* _WHAT IS ASKED_
Rescale the lines starting at the one containing "find the squirrel statue" and ending at the last line of the items, reproducing only those lines with their requests included. Multiply every coordinate in the answers by 1.2 and round each to a whole number, with halves rounded up.

>> start DATA

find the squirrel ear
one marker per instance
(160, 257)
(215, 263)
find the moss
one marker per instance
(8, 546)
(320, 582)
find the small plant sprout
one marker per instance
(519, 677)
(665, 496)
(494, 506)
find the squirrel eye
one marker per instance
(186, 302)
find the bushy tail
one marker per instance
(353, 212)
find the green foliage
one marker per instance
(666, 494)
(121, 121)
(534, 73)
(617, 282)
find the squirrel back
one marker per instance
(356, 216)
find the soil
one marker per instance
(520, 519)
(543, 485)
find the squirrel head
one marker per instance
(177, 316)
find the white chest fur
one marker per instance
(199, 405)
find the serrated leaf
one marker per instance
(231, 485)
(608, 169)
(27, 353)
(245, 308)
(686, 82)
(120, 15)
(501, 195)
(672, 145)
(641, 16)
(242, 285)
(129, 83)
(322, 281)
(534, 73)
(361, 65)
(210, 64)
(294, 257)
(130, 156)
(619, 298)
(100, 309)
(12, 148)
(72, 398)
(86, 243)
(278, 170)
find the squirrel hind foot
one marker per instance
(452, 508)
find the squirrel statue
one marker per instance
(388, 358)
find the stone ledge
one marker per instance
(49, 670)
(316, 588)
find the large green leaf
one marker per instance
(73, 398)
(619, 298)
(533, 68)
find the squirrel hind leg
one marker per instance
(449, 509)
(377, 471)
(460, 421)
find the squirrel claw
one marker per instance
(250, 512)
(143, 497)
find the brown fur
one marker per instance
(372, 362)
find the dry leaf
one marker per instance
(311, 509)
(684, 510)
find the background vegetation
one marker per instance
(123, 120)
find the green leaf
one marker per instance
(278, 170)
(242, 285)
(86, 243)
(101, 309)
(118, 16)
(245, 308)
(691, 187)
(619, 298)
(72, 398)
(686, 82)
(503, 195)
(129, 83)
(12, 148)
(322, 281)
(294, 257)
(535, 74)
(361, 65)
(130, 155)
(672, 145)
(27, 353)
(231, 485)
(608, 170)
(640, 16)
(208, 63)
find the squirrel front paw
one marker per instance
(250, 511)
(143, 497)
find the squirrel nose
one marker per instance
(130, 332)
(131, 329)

>> end DATA

* _RESPONSE_
find the squirrel statue
one marker per instance
(466, 430)
find the stone ledge
one marker per instance
(59, 804)
(379, 706)
find the large green leaf
one marker per instance
(88, 478)
(743, 358)
(640, 82)
find the squirrel hind leg
one marker per instance
(539, 611)
(452, 565)
(552, 505)
find the squirrel claw
one marker per instance
(300, 614)
(172, 596)
find the brown fur
one marker per instance
(446, 434)
find the dry leaf
one marker per instance
(373, 611)
(821, 612)
find the background vegetation
one marker per instance
(148, 144)
find the green leaf
one marker per instance
(334, 204)
(290, 342)
(103, 292)
(121, 371)
(142, 19)
(294, 370)
(829, 224)
(743, 358)
(86, 478)
(823, 98)
(604, 234)
(155, 100)
(14, 178)
(386, 337)
(353, 308)
(642, 89)
(433, 78)
(156, 186)
(806, 174)
(32, 424)
(277, 582)
(730, 204)
(768, 19)
(250, 76)
find the squirrel front paw
one marker per instance
(300, 613)
(172, 596)
find the squirrel nose
one marker per instance
(156, 398)
(157, 395)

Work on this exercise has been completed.